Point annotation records
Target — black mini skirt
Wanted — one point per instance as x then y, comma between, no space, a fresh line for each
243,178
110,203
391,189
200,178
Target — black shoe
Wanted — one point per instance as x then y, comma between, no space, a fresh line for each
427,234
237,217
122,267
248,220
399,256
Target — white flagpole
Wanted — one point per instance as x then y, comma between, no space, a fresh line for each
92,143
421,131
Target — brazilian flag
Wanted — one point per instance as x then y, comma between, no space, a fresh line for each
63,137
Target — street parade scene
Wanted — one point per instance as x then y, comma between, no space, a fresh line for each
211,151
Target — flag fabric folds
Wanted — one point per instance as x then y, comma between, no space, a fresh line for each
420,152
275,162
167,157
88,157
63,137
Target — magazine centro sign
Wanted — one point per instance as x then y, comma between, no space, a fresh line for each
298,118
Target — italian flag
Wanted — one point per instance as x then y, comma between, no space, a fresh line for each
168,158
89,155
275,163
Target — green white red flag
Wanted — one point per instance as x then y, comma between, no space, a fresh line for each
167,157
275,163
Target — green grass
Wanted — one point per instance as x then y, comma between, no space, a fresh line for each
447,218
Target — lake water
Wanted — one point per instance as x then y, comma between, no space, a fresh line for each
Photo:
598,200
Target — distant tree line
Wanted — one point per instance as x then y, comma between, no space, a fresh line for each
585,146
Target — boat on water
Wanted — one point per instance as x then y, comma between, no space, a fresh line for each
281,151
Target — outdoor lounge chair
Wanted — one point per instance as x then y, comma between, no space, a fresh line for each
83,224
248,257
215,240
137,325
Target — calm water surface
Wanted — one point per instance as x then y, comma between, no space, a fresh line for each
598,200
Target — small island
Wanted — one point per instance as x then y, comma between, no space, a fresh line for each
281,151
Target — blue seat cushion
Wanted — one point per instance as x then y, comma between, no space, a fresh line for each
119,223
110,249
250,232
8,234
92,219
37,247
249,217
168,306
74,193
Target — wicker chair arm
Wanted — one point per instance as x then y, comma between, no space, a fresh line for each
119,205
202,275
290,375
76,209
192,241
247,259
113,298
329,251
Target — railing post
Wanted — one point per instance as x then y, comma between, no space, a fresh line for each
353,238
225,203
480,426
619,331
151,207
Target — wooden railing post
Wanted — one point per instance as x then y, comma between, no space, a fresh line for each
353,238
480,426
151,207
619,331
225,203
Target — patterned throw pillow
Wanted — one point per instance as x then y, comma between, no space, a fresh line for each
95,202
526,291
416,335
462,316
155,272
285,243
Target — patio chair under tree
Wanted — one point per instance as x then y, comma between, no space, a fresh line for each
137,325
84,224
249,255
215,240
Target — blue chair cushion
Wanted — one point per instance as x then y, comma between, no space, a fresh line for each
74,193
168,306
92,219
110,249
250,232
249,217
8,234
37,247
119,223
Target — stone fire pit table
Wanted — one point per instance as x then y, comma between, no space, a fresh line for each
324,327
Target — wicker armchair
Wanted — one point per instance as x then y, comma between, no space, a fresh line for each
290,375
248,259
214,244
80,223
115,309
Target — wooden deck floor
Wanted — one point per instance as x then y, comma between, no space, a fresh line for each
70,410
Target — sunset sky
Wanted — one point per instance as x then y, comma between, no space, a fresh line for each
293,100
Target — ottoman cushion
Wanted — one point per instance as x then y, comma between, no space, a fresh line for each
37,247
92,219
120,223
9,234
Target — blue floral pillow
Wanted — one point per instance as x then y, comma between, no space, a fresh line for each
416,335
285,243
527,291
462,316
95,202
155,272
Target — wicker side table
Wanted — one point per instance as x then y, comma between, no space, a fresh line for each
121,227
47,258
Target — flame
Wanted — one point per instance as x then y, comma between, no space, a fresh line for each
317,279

→ **Request**: Reproduce the records verbatim, starting at the line that contains "Target — wooden deck floor" and continuing through the last line of the records.

→ **Final result**:
Target — wooden deck floor
Wanted — one point per instance as x then y, comma between, no space, a fresh line for each
70,410
Target — sunset sky
Wanted — one point per instance as x then y, comma between, no space, a fresh line for each
293,100
Target — ottoman cushion
Wanted — one point per instance as x then y, comma between, no space, a fresh line for each
37,247
92,219
120,223
9,234
Target — blue floral pillow
Wanted — one point per instance as x then y, comma between, no space, a fresh line for each
416,335
285,243
527,291
462,316
95,202
155,272
Target — wicker side table
Wanted — one point per instance as x then y, comma between, no space, a fresh line for each
121,227
47,258
Target — flame
Wanted — one point per instance as x then y, comma between, no space, a fresh line for each
317,279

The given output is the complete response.